● **TEXTO FORNECIDO**
※ ※ ※

Quando a ex-porta-voz presidencial de Taiwan, Kolas Yotaka, assistiu à recente entrevista de Tucker Carlson com o presidente russo Vladimir Putin, um pensamento lhe veio à mente.
“Putin e Xi Jinping são parecidos”, ela me disse.
“Porque ambos acreditam que representam o antigo poder imperial nos seus países. E são eles os líderes escolhidos que podem defender os seus países das potências estrangeiras. Eles pensam que são os escolhidos. E eles querem permanecer no poder para sempre. Mas isso é assustador. E isso é um absurdo”, completou.
Absurda ou não, a invasão brutal da Ucrânia por Putin entrou agora no seu terceiro ano, custando dezenas de milhares de vidas e centenas de bilhões de dólares – e aumentando.
Putin justificou a sua agressão militar contra a Ucrânia, em parte invocando queixas históricas e nacionalismo.
A sua lógica ecoa a narrativa do líder chinês Xi Jinping, que consistentemente enquadra a reivindicação de Pequim sobre Taiwan através de uma lente de direito histórico e rejuvenescimento nacional.
“Qualquer pessoa que se preocupa com a democracia, qualquer pessoa que se preocupa com os direitos humanos, tem que prestar atenção”, alertou Kolas.
Ele se refere aos paralelos entre as justificativas de Putin para a sua invasão da Ucrânia e a retórica de Xi sobre Taiwan – e a ameaça que as ambições de ambos os líderes autocráticos representam para essas democracias.
No início desse mês, o secretário-geral da Otan, Jens Stoltenberg, fez um aviso semelhante, apontando para a visita de Putin a Pequim em 2022, dias antes de lançar a sua invasão em grande escala da Ucrânia.
“(Putin) assinou um acordo com o presidente Xi onde prometeram um ao outro uma parceria sem limites”, disse Stoltenberg na Conferência de Segurança de Munique.
“E o que vemos é que a China e a Rússia estão (se tornando) cada vez mais próximas. Então, é claro, se o presidente Putin vencer na Ucrânia, não será apenas um desafio para os ucranianos… mas enviará uma mensagem não só a Putin, mas também a Xi, de que quando eles usam a força militar, conseguem o que querem. O que acontece hoje na Ucrânia pode acontecer amanhã em Taiwan”.

※ ※ ※

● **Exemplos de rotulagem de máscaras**
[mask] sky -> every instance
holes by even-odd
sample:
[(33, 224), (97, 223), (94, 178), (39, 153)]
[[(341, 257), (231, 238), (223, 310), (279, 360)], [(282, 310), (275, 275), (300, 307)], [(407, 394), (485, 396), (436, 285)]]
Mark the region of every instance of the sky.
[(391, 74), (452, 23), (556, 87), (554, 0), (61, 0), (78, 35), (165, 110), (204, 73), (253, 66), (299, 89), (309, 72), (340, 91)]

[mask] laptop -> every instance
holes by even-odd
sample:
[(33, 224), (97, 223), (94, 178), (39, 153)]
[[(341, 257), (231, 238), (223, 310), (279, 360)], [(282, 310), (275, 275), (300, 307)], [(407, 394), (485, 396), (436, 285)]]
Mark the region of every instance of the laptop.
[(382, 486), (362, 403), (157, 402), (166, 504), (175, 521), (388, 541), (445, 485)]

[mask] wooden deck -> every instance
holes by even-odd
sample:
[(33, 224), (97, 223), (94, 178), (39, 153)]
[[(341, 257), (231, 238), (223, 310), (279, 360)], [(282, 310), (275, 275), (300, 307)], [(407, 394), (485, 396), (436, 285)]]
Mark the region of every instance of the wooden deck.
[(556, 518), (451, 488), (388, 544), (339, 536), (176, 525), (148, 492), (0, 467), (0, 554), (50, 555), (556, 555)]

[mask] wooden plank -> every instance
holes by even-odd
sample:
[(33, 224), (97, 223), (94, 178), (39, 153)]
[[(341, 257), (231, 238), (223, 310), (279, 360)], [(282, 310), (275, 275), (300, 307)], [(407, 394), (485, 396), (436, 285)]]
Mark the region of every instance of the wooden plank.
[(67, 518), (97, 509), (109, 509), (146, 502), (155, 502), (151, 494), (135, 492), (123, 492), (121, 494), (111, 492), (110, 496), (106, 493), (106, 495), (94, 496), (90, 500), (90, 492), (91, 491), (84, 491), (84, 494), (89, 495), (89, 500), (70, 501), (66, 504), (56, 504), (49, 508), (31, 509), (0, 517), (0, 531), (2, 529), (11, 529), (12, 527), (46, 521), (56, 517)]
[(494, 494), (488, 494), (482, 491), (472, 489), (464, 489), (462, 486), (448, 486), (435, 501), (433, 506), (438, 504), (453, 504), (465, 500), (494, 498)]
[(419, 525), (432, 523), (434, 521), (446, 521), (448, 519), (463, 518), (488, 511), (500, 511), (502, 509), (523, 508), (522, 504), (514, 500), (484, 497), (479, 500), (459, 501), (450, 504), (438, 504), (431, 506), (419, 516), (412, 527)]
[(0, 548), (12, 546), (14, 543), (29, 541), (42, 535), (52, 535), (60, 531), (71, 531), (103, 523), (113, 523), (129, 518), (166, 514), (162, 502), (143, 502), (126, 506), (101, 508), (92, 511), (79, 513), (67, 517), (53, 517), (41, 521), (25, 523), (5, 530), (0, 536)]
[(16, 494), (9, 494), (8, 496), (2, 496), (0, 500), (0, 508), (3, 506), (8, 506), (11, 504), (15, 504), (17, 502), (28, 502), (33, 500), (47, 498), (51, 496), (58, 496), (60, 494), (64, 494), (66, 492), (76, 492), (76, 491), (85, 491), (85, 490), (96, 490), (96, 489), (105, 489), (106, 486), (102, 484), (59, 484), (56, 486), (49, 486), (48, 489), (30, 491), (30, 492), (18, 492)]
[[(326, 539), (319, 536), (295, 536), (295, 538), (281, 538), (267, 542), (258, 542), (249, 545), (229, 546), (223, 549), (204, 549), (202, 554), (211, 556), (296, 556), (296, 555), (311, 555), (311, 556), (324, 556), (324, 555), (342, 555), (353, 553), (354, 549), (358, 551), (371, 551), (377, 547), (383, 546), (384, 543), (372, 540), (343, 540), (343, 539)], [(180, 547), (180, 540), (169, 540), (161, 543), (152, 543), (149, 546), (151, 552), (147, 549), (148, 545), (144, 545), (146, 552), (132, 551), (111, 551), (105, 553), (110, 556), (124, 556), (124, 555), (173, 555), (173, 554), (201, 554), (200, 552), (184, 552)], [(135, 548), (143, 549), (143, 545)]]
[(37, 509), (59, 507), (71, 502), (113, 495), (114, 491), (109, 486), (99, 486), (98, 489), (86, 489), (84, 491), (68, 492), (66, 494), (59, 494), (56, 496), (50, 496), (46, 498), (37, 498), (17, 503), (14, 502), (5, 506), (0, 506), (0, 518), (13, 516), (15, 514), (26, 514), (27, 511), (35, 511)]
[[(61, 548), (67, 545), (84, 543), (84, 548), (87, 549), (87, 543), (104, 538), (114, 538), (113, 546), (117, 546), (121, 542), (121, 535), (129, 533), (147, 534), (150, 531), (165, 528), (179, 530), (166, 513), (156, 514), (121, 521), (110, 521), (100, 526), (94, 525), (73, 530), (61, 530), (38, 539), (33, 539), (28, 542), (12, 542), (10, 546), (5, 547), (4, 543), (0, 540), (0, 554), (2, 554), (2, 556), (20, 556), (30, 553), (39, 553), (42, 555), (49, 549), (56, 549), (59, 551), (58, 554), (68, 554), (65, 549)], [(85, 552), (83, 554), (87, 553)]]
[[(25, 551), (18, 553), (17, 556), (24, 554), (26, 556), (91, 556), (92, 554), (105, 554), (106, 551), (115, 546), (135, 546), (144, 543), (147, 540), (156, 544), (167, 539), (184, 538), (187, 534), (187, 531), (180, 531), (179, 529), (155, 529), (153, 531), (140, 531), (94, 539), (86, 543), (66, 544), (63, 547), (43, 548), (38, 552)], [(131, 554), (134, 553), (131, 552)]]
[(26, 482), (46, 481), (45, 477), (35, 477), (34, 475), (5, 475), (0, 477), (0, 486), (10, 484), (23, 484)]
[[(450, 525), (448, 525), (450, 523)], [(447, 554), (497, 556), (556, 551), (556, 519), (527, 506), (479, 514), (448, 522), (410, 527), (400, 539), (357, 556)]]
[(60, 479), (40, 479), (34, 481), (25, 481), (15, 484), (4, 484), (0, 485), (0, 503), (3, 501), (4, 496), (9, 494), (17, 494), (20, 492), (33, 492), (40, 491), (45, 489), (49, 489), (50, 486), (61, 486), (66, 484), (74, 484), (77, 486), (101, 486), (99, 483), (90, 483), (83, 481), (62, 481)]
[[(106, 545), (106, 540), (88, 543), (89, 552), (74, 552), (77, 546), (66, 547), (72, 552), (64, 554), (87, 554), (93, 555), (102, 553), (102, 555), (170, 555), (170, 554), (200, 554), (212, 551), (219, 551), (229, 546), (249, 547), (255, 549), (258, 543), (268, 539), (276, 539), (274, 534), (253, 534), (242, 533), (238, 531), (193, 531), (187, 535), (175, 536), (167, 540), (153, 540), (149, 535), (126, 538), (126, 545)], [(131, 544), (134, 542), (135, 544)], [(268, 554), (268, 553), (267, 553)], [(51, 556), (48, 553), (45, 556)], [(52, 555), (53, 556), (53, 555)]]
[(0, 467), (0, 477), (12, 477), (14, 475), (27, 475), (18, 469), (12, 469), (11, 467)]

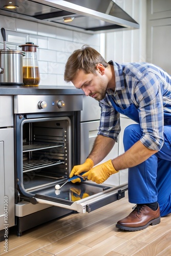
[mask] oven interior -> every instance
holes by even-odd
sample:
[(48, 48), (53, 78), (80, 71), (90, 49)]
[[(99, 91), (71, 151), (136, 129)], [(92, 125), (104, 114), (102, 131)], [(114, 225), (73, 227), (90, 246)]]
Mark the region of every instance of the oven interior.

※ ※ ※

● **O QUE É PEDIDO**
Resuma em duas frases o texto sobre Putin, Xi Jinping e Taiwan. Baseie-se somente no texto.

● **RESPOSTA COMPLETA**
Para Kolas Yotaka, ex-porta-voz presidencial de Taiwan, Putin e Xi Jinping se parecem: os dois acreditam representar o antigo poder imperial de seus países, pensam ser os escolhidos e querem permanecer no poder para sempre. Além disso, as justificativas históricas e nacionalistas de Putin para invadir a Ucrânia ecoam a retórica de Xi sobre Taiwan, e o secretário-geral da Otan, Jens Stoltenberg, alertou que uma vitória de Putin mostraria a ambos que, com a força militar, conseguem o que querem, pois o que acontece hoje na Ucrânia pode acontecer amanhã em Taiwan.